* _Text segment_
/---

To date, Alyssa has 24 feature race wins in her career, including three in the E-Mod division. “I am incredibly proud of winning the 2015 Bedford (Pa.) Fair race, my first ever E-Mod win!” she says, beaming. “I battled long and hard with one of my toughest competitors and won the biggest race. That’s also one of my favorite memories with my dad. There was a dirt mound at the end of one of the turns and my dad would stand there and wave his arms at me. Sometimes, it was a thumbs up, other times it was a wave to get my behind moving! Now, he stands on that mound every weekend to send me those disapproval or approval signals. We use every moment at the racetrack as a learning experience.”

When she’s not at a speedway, Alyssa is a full-time college student and she works 30-plus hours as a gymnastics instructor. Much of the free time she has left is spent in the shop working alongside her dad, who builds and maintains her car and others. E-Mods like Alyssa’s have a metal tube chassis and fabricated metal on the sides for appearance. “She’s an OK mechanic but a better fabricator,” Will laughs. “I keep telling her she needs to learn to weld. If you’re gonna race, stuff’s gonna break and you need to know how to fix it!”

“Our women racers are starting to make some noise and they’re stepping into victory lane.”

\---

* _Task_
Write out the text about Alyssa's racing career word for word, in full.

* _Extracted information_
/---

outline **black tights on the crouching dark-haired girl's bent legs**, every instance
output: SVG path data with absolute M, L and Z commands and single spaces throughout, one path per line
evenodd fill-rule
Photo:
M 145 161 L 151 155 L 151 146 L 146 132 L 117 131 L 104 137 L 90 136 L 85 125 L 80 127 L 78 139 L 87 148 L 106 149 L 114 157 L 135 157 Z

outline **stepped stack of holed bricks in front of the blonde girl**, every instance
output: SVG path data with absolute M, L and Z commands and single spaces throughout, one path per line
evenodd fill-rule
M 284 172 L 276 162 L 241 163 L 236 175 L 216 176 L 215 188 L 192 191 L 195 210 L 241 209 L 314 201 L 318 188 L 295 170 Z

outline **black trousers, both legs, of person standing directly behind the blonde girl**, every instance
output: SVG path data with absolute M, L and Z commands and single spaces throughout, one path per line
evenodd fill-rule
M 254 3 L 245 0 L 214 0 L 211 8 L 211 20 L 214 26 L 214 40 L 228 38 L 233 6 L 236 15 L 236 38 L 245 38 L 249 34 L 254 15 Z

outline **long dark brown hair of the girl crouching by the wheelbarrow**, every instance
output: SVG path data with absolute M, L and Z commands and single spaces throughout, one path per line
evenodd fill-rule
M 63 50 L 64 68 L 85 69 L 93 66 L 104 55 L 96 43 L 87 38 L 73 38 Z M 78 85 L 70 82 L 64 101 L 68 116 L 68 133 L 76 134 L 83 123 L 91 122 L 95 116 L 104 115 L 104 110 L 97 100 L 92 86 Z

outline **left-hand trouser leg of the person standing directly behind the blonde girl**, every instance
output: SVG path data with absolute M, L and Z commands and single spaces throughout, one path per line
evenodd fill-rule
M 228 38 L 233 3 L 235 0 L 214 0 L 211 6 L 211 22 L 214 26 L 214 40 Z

\---

* _Exercise answer_
To date, Alyssa has 24 feature race wins in her career, including three in the E-Mod division. “I am incredibly proud of winning the 2015 Bedford (Pa.) Fair race, my first ever E-Mod win!” she says, beaming. “I battled long and hard with one of my toughest competitors and won the biggest race. That’s also one of my favorite memories with my dad. There was a dirt mound at the end of one of the turns and my dad would stand there and wave his arms at me. Sometimes, it was a thumbs up, other times it was a wave to get my behind moving! Now, he stands on that mound every weekend to send me those disapproval or approval signals. We use every moment at the racetrack as a learning experience.”

When she’s not at a speedway, Alyssa is a full-time college student and she works 30-plus hours as a gymnastics instructor. Much of the free time she has left is spent in the shop working alongside her dad, who builds and maintains her car and others. E-Mods like Alyssa’s have a metal tube chassis and fabricated metal on the sides for appearance. “She’s an OK mechanic but a better fabricator,” Will laughs. “I keep telling her she needs to learn to weld. If you’re gonna race, stuff’s gonna break and you need to know how to fix it!”

“Our women racers are starting to make some noise and they’re stepping into victory lane.”